PAGE »
[START]

3. Results and Discussion

3.1. Synthetic Conditions

We tested the newly developed DGW scheme that can consider dynamically changing shallow ground water tables for predicting the soil hydraulic properties under the synthetic conditions. Figure 4 shows the water retention (θ(h)) and hydraulic conductivity (K(h)) curves using the estimated soil parameters based on the FGW (dashed line) and DGW (thin line) approaches for different soils (SL, SiL, and CL) with SGW table depths (no oscillations in time) of −300, −200, and −100 cm. The FGW- and DGW-based θ(h) curves for sandy loam and clay loam soils generally matched the observations with the presence of SGW tables, while the results for silt loam soil showed small uncertainties, especially for the FGW scheme. The K(h) curves usually had more uncertainties than those of the θ(h) curves as the SGW tables come closer to the soil surface. However, the DGW-based K(h) curves consistently were in good agreement with the observations, with small uncertainties compared to those of FGW, although the result of DGW for clay loam soil with GW −100 cm was slightly more biased. Overall, the hydraulic conductivities (K(h)) were sensitive to the presence of SGW tables compared those of θ(h). This might provide significant inferences with respect to parameterization schemes adapting physics-based hydrological models because these parameters limit soil moisture dynamics in the root zone. Thus, the presence of SGW tables considerably influences the physical flow processes (directly related to K(h)) occurring in the soil profile [9,40]. Although the derived θ(h) and K(h) curves had uncertainties (especially for silt loam soil), the DGW data assimilation approach performed better for estimating the soil hydraulic properties than FGW with various SGW table depths.

[END]

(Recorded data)

[START]

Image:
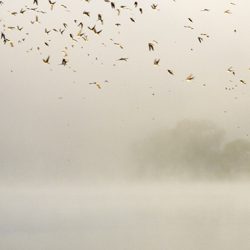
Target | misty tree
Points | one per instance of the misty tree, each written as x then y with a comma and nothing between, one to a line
194,148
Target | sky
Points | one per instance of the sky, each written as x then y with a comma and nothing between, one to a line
103,153
56,125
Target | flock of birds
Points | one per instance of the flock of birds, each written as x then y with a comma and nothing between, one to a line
81,32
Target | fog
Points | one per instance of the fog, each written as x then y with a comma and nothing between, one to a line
135,216
195,149
102,153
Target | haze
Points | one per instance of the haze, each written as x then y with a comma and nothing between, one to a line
104,153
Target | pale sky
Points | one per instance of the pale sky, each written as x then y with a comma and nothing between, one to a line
55,124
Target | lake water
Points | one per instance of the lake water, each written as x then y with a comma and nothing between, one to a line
128,216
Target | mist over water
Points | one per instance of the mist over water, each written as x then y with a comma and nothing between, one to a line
183,188
126,216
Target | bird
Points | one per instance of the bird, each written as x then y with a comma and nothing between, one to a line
190,77
46,60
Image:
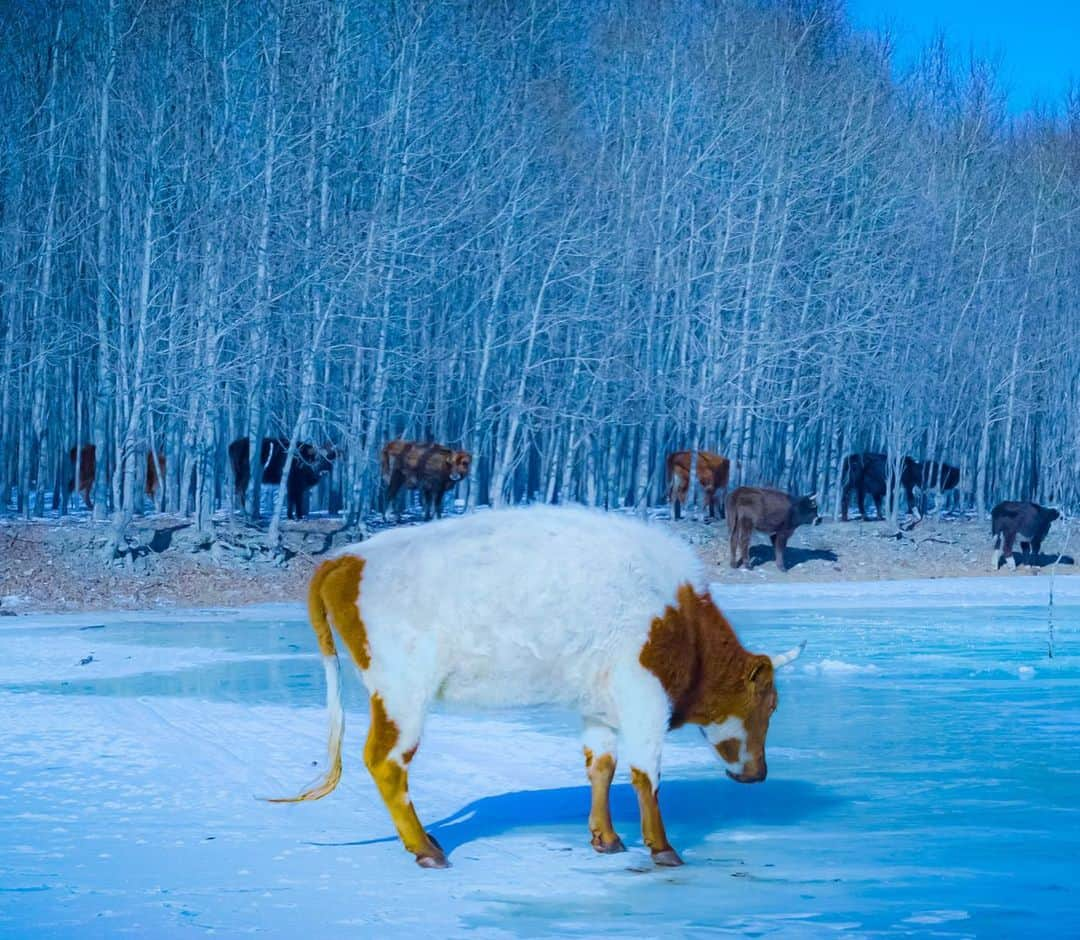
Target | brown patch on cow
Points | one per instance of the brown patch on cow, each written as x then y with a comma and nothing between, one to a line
335,590
729,750
391,779
381,735
702,666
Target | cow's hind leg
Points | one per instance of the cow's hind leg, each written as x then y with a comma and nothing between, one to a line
598,741
1008,550
392,740
744,529
393,487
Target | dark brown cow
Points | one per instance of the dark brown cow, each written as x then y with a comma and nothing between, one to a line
713,474
1028,520
310,464
770,511
430,468
84,464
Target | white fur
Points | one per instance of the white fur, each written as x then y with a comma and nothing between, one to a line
785,658
730,727
334,702
524,606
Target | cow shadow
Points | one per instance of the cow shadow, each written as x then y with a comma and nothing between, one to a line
1041,561
692,810
760,554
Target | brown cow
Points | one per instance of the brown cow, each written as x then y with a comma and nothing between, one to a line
713,474
766,510
84,464
430,468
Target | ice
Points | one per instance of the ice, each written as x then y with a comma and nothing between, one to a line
923,780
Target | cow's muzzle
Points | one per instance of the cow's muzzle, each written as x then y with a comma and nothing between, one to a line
747,778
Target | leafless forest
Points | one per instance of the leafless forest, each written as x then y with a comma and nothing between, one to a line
567,237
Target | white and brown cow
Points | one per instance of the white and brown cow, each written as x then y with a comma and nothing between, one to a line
531,606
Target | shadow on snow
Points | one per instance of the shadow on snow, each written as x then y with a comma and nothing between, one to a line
692,809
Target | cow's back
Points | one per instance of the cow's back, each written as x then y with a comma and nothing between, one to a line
516,606
760,507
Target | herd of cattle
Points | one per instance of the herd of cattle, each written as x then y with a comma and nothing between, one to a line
433,470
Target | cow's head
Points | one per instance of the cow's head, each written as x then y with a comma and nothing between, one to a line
738,737
805,510
320,459
460,464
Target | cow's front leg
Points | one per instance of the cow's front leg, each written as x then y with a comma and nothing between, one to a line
646,721
779,542
647,787
392,740
598,742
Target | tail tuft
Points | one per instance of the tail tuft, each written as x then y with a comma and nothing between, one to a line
320,622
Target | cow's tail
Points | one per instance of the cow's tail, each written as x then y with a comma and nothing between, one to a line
321,623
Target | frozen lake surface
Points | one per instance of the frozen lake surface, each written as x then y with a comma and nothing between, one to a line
923,780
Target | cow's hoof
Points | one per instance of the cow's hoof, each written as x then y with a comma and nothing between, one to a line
435,859
608,847
432,861
667,858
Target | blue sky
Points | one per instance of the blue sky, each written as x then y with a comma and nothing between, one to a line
1038,40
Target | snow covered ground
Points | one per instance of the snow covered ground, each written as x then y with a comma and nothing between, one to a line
925,780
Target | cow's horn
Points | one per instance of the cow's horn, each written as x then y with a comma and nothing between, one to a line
784,658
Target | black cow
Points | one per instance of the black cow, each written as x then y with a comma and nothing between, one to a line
867,474
771,511
928,475
310,464
1027,520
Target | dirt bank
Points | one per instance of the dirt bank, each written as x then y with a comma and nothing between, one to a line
57,565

[END]

Answer these questions from the results section on soil hydraulic properties:
1. Which three soils were tested?
2. What shallow ground water table depths were used?
3. For which soil and table depth was the DGW result slightly more biased?

1. Sandy loam (SL), silt loam (SiL), and clay loam (CL).
2. −300, −200, and −100 cm.
3. Clay loam soil with a ground water table at −100 cm.